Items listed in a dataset
::::::::

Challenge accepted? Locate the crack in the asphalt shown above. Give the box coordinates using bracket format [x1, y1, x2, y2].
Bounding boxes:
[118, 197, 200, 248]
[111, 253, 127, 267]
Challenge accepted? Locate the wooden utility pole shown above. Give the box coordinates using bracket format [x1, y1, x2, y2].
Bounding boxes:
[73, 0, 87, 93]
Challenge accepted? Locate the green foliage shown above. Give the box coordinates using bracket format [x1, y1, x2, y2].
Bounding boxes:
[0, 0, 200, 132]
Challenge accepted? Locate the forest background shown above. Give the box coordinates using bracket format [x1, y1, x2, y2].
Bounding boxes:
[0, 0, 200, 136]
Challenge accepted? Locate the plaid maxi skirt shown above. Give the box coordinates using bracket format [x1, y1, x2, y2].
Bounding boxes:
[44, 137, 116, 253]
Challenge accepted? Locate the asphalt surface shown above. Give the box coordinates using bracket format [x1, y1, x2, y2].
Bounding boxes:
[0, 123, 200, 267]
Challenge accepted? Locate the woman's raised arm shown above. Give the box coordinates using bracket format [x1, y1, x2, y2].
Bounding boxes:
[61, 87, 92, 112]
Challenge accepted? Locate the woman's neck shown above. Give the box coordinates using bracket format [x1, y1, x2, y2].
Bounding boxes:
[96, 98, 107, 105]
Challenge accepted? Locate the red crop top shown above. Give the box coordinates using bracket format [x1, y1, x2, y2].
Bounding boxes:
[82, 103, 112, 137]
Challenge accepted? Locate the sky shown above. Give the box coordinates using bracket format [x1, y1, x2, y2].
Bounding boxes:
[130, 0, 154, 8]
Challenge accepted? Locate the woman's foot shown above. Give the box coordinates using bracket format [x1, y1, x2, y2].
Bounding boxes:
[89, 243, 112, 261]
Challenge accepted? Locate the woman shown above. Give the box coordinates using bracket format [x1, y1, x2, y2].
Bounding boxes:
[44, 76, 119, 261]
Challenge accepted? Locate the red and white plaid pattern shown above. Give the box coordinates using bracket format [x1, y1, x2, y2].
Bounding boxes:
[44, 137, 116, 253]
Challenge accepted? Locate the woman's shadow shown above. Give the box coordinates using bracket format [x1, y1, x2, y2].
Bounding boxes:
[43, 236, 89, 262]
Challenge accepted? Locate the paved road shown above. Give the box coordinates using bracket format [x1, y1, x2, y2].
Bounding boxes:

::::::::

**Work to be completed:**
Reproduce the listing above verbatim, with every line included.

**Finished answer:**
Challenge accepted? Locate the crack in the asphalt shown above. Give the box coordinates using bracket format [x1, y1, x2, y2].
Bounding boxes:
[118, 197, 200, 248]
[111, 253, 127, 267]
Challenge accepted? Locate the wooden utility pole shown above. Give the box coordinates using bracket format [x1, y1, x2, y2].
Bounding boxes:
[73, 0, 87, 93]
Challenge accepted? Locate the green foliage shown above. Give the box coordinates using bracket format [x1, y1, x2, y2].
Bounding boxes:
[0, 0, 200, 132]
Challenge accepted? Locate the forest background shown above. Give the box coordinates using bracket format [x1, y1, x2, y2].
Bounding boxes:
[0, 0, 200, 136]
Challenge accepted? Locate the plaid maxi skirt shown above. Give the box coordinates using bracket format [x1, y1, x2, y2].
Bounding boxes:
[44, 137, 116, 253]
Challenge accepted? Locate the asphalt surface shown above. Give the box coordinates using bracket format [x1, y1, x2, y2].
Bounding boxes:
[0, 123, 200, 267]
Challenge accepted? Locate the woman's raised arm shown above. Give the box coordinates using bracket format [x1, y1, x2, y2].
Bounding boxes:
[61, 87, 92, 112]
Challenge accepted? Locate the woman's neck shown above. Give the box coordinates using bracket format [x1, y1, x2, y2].
Bounding boxes:
[96, 98, 107, 105]
Challenge accepted? Locate the red crop top shown above. Give the box coordinates using bracket format [x1, y1, x2, y2].
Bounding boxes:
[82, 103, 112, 137]
Challenge accepted? Locate the sky shown above. Give the box coordinates using bracket format [x1, y1, x2, y2].
Bounding boxes:
[130, 0, 154, 8]
Challenge accepted? Locate the woman's foot shown above. Give the box coordinates using bracket format [x1, y1, x2, y2].
Bounding boxes:
[89, 243, 112, 261]
Challenge accepted? Locate the woman shown above. Give the box coordinates using bracket format [x1, y1, x2, y2].
Bounding boxes:
[44, 76, 119, 261]
Challenge accepted? Locate the red and white plaid pattern shown above. Give the box coordinates using bracket format [x1, y1, x2, y2].
Bounding boxes:
[44, 137, 116, 253]
Challenge accepted? Locate the woman's shadow shown above. Give the box coordinates using bracket format [x1, y1, x2, y2].
Bounding boxes:
[43, 236, 89, 262]
Challenge accepted? Locate the paved road shown above. Give the box coordinates using bracket format [x1, y1, x2, y2].
Bounding boxes:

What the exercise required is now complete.